→ WORK REQUEST
Answer these questions from the text below on Chesterton's Professor de Worms:
1. What did the Old English word wyrm signify?
2. What is the Professor revealed to be?
3. Of which two writers is Chesterton called the descendant?

→ READING TEXT
————

Finally, in a state of desperation that is almost ecstatic, Syme has ‘a new impulse to tear out the secret of this dancing, jumping and pursuing paralytic’, and he determines to turn and confront his pursuer:
Professor de Worms came slowly round the corner of the irregular alley behind him, his unnatural form outlined against a lonely gas-lamp, irresistibly recalling that very imaginative figure in the nursery rhymes, ‘the crooked man who went a crooked mile.’ He really looked as if he had been twisted out of shape by the tortuous streets he had been threading. He came nearer and nearer, the lamplight shining on his lifted spectacles, his lifted, patient face. (63)
The Professor thus comes closer and closer; and Syme, ‘remembering all the nightmares he had ever known,’ simply waits for him, ‘as St. George waited for the dragon, as a man waits for a final explanation or for death’ (63). In the Old English language, the word wyrm signified a serpent or dragon, so Chesterton deliberately identifies the Professor, a desiccated rationalist whose intellect alone resists ‘the last dissolution of senile decay’, with the legendary knight’s monstrous antagonist (46).
It transpires, of course, that the Professor – his ‘pale, grave’ head grotesquely attached to a ‘bounding body’, ‘like the head of a lecturer upon the body of a harlequin’ (63) – is yet another police detective in elaborate disguise. The relief the reader feels at this revelation that he is not the hero’s foe, however, does not efface the indelible creepiness of the chase that Chesterton has so brilliantly described. The metropolitan city itself, after this episode, appears to be fatally haunted. On its streets,
criss-crossed by both satanic and angelic energies, identities are ceaselessly made and unmade.
Chesterton, the descendant of Dickens and Poe, is one of the great modernist poets of the city. And he is one of the great modernist poets of the city even though he is generally classified as neither a modernist nor a poet; even though, as a kind of counter-modernist, he insists on returning to the pre-modern form of the chivalric romance, with its wandering hero, in order to defamiliarize or estrange the modern metropolis. His epiphanies take place on pavements.

————

→ PROVIDED DATA
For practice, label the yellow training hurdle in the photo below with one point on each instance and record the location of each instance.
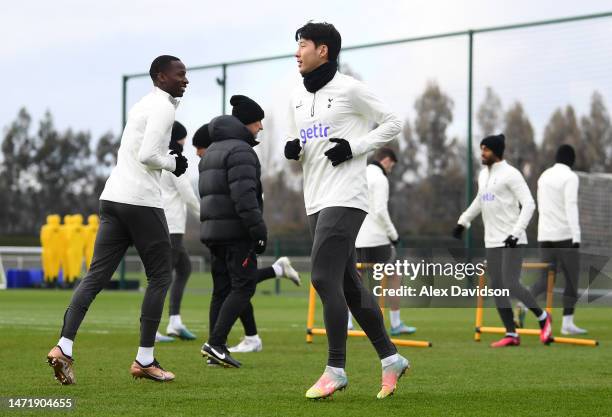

————

→ TASK SOLUTION
1. A serpent or dragon.
2. Another police detective in elaborate disguise.
3. Dickens and Poe.